---------- SOURCE DATA ----------

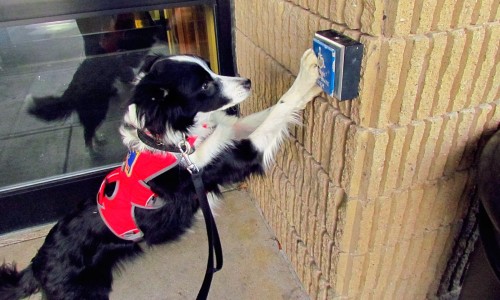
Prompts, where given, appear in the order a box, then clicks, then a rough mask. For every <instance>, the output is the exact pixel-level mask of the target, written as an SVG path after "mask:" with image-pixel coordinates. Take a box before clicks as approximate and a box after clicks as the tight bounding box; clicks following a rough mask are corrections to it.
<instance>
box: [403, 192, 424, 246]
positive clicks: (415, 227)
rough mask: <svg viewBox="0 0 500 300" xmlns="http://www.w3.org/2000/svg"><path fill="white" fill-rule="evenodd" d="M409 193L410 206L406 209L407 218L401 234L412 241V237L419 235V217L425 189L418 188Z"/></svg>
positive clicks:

----------

YOUR ASSIGNMENT> Only the number is wanted: how many lines in the entries above contain the string "positive"?

EXERCISE RESPONSE> 2